-- MATERIAL FOR THIS EXERCISE follows --
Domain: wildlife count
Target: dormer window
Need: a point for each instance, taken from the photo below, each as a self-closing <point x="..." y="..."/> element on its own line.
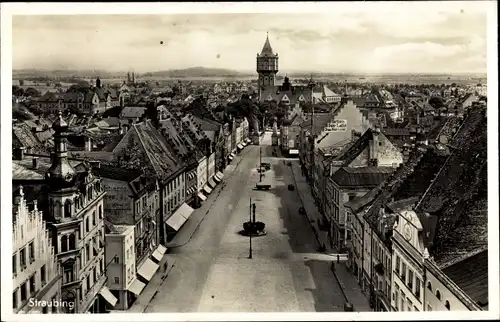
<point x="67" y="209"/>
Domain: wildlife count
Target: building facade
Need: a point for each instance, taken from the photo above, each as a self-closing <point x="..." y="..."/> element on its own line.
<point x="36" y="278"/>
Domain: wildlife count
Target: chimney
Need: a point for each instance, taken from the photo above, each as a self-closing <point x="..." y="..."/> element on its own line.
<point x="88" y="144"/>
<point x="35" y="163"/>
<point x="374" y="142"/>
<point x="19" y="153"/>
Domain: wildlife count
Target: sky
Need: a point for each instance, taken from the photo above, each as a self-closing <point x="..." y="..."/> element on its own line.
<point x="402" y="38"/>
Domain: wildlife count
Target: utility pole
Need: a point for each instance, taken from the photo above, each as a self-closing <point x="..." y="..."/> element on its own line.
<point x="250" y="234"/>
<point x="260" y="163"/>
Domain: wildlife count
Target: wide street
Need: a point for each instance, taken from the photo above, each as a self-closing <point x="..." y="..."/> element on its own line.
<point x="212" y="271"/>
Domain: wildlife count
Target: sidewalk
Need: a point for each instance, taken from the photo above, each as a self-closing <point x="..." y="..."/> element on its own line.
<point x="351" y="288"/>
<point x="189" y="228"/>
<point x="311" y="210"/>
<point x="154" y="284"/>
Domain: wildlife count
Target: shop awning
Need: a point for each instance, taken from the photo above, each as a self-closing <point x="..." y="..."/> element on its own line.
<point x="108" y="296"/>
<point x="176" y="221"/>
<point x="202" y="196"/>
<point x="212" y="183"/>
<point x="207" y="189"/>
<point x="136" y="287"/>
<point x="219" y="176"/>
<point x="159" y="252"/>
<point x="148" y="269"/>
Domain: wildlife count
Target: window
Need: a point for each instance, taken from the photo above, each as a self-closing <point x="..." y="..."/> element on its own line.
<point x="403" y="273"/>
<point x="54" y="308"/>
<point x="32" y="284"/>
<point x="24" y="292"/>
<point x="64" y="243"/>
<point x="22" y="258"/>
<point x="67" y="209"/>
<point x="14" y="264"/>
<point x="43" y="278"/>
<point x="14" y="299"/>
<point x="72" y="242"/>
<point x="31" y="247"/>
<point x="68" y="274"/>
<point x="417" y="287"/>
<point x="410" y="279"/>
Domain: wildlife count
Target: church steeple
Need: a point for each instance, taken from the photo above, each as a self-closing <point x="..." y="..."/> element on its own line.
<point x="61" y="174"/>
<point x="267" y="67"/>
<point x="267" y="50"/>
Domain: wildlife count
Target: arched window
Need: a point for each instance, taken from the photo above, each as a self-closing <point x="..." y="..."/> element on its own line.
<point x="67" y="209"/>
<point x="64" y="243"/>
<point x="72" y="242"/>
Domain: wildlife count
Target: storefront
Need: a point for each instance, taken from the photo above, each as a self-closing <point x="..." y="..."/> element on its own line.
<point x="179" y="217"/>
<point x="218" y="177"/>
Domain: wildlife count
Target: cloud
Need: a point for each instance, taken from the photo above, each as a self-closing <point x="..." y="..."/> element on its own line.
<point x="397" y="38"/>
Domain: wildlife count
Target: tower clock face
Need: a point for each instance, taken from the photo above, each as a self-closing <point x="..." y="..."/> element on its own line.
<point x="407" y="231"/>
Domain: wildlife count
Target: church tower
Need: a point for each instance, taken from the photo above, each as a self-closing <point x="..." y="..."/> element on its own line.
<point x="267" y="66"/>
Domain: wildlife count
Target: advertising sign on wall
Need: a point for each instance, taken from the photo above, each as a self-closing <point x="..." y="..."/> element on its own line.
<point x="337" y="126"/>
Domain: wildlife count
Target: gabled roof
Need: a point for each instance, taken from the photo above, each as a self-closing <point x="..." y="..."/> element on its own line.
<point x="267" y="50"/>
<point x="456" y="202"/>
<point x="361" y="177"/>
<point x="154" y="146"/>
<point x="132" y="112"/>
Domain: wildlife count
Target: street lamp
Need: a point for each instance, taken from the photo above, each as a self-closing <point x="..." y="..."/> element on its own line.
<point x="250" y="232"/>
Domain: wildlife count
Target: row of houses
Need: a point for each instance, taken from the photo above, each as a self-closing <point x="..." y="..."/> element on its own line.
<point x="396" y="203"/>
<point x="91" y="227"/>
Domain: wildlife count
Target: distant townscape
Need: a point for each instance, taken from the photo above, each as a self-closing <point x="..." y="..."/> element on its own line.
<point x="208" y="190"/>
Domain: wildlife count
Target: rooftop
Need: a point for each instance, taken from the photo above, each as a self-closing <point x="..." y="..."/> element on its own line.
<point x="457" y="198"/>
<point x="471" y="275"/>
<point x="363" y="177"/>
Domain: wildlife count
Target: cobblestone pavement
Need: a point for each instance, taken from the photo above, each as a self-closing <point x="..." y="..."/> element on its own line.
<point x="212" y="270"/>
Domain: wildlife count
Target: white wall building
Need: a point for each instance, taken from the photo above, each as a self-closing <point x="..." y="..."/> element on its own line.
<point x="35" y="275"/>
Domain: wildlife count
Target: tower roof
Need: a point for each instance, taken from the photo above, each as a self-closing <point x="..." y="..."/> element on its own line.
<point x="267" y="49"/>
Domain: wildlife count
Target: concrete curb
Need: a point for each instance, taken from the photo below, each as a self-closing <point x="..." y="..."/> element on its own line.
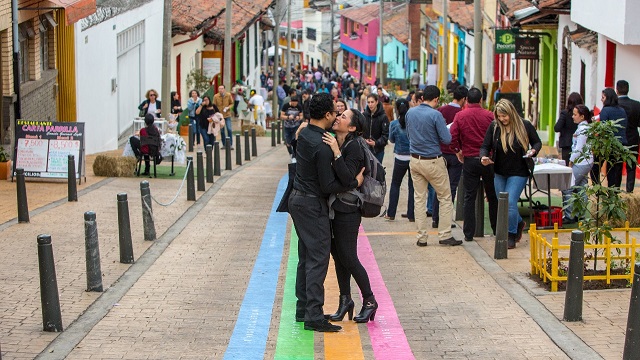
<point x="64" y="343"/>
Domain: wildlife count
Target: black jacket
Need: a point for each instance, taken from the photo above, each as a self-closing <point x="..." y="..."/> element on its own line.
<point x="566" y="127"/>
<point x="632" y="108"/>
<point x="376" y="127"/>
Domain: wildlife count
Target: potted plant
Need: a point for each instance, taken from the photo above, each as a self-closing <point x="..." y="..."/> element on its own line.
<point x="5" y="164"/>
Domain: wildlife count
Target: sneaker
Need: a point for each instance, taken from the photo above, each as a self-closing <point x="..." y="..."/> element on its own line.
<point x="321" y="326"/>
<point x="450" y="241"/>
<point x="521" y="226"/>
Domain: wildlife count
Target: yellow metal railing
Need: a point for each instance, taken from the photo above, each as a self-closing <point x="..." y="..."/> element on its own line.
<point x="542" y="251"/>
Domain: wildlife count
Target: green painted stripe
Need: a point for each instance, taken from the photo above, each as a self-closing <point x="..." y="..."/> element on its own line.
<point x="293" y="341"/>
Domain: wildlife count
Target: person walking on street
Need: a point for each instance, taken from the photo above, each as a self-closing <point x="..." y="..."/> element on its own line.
-- MATERIAL FOR THIS EXERCISE concluded --
Within the data above, determine the number of lines that contain the word "street"; write only that number.

3